* [Work instruction]: Extract from the entries below, exactly as given, only the lines from the line containing "at the dense" to the line containing "white cloud, giving", both lines included.

[Dataset entries]
- - -
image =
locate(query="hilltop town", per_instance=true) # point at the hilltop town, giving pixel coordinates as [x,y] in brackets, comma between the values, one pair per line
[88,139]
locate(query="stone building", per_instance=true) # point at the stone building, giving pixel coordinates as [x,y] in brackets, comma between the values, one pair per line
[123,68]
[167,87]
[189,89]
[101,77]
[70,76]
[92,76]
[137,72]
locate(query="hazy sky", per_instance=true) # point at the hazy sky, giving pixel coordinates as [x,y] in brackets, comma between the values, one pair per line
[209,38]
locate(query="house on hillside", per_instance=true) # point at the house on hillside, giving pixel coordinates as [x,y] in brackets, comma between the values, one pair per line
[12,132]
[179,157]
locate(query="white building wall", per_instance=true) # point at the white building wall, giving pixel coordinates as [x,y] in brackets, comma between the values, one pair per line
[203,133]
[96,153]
- - -
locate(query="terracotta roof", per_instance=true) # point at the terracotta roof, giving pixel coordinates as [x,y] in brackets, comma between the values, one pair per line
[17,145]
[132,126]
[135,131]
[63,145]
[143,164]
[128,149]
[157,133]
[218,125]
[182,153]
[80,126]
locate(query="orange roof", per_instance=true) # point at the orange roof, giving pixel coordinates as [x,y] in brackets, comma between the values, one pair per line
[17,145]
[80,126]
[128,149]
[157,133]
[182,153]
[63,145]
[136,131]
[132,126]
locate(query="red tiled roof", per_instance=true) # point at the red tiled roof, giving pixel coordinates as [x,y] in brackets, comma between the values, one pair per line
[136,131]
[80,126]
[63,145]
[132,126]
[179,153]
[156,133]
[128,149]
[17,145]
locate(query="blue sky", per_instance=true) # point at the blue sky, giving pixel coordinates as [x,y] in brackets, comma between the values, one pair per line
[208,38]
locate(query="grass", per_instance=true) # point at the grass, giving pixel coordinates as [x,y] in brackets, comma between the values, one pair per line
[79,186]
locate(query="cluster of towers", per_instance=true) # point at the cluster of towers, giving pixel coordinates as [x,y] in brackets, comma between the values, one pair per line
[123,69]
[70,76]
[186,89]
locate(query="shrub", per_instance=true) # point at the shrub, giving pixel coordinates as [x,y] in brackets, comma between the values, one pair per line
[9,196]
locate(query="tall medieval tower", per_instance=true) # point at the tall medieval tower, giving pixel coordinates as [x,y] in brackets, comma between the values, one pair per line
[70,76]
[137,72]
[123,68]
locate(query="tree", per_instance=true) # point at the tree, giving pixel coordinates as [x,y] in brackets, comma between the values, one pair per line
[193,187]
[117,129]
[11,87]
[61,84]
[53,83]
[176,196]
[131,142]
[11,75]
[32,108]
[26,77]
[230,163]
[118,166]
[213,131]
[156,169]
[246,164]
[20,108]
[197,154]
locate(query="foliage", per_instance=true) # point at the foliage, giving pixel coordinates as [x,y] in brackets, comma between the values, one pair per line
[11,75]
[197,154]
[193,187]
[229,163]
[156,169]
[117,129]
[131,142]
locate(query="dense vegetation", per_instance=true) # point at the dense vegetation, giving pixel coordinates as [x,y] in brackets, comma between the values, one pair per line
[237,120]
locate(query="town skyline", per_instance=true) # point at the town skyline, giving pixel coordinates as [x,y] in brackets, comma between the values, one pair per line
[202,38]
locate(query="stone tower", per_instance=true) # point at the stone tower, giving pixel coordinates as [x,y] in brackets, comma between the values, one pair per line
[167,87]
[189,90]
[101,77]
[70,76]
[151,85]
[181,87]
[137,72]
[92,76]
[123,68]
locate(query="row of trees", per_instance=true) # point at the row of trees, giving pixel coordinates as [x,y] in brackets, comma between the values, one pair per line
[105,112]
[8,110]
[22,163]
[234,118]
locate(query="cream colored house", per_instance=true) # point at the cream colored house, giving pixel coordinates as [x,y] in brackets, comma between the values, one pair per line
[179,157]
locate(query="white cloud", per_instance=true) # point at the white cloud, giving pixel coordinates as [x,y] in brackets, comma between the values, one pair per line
- - -
* [Result of the exercise]:
locate(query="dense vegetation", per_instance=true) # point at the dense vegetation, giving pixel coordinates as [x,y] in brackets, comma between the values, one pair per line
[237,120]
locate(query="town skyline", per_instance=true) # point at the town skyline, giving pixel coordinates as [x,y] in brackets, comma between the values, one pair per line
[202,38]
locate(query="stone tower", per_instance=true) # point at the stone tower, giving pixel coordinates as [x,y] in brackets, comma between the values, one pair per line
[167,87]
[189,90]
[101,77]
[70,76]
[151,85]
[181,87]
[137,72]
[92,76]
[123,68]
locate(query="row of trees", per_instance=true) # point at the row of trees, giving pixel coordinates as [x,y] in brackets, comma between the values, one pair per line
[105,112]
[8,110]
[22,163]
[234,118]
locate(query="cream colored house", per_instance=true) # point at the cream colored house, giving pixel coordinates as [x,y] in brackets, comma between the values, one pair per line
[179,157]
locate(query="white cloud", per_instance=true) # point at the white cloud, giving pixel coordinates as [x,y] in brackets, comma between the values, one pair per line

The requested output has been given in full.